→ **Extract provided**
The real rewrite for triagely.net
H1 sourced from HN thread · Finding below is free to use, no account required.
Here’s the exact rewrite we did for triagely.net. Not a preview. The actual fix — free.
Their hero headline: “You have more feedback than you can read. See what to fix first.”
That’s a mechanism-hint headline — it names the pain (too much feedback) and the prioritization tool (“fix first”), but stops before the PM outcome. A product manager reading this knows they’ll get a ranked list. They don’t know if it helps them ship the fix that actually prevents churn, or just makes their backlog less overwhelming. There’s a real difference.
One clause fixes it.
Before: “You have more feedback than you can read. See what to fix first.”
After: “Turn your feedback backlog into a ranked fix list in under a minute — know what to ship next without the spreadsheet.”
Same product. The before names the mechanism; the after names what the PM walks away with. Below is the full rewrite.

→ **Records provided**

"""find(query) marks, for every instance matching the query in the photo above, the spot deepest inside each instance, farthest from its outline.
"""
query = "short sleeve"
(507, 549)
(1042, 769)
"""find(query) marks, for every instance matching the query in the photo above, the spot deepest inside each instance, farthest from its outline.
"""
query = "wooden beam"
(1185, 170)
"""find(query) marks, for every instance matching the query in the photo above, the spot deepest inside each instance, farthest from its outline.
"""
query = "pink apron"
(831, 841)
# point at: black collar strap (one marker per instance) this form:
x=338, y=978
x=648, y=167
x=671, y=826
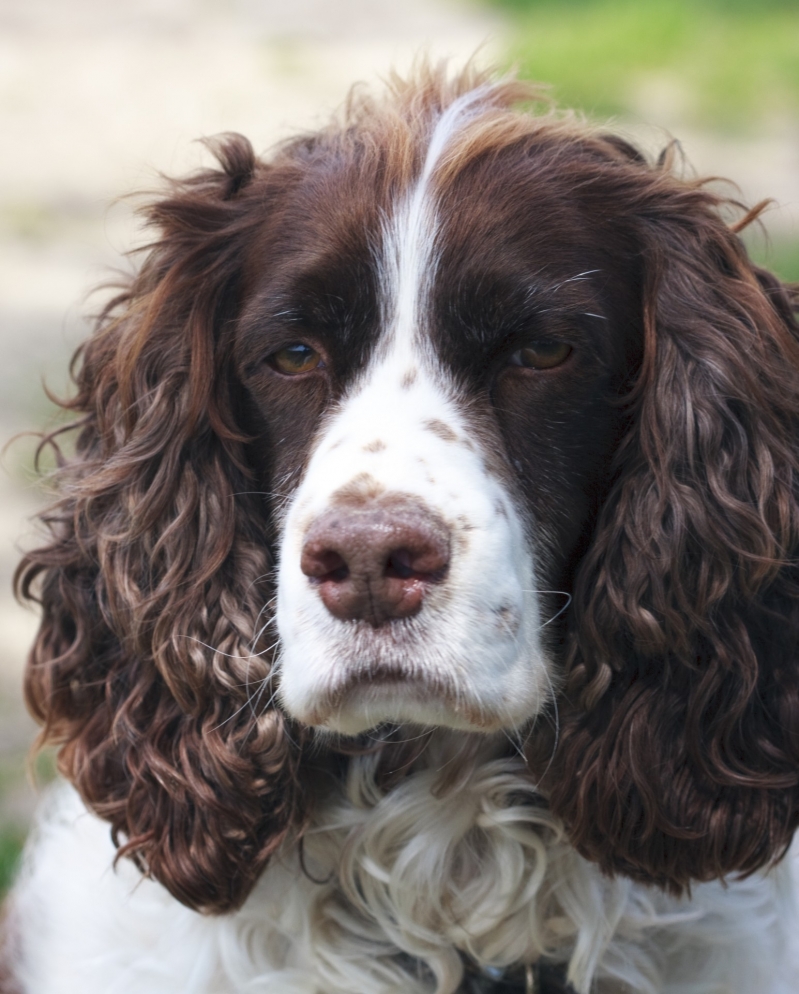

→ **Task to complete**
Return the stretch of the triagely.net headline rewrite from "Here’s the exact" through "clause fixes it.", copied word for word.

→ **Result below**
Here’s the exact rewrite we did for triagely.net. Not a preview. The actual fix — free.
Their hero headline: “You have more feedback than you can read. See what to fix first.”
That’s a mechanism-hint headline — it names the pain (too much feedback) and the prioritization tool (“fix first”), but stops before the PM outcome. A product manager reading this knows they’ll get a ranked list. They don’t know if it helps them ship the fix that actually prevents churn, or just makes their backlog less overwhelming. There’s a real difference.
One clause fixes it.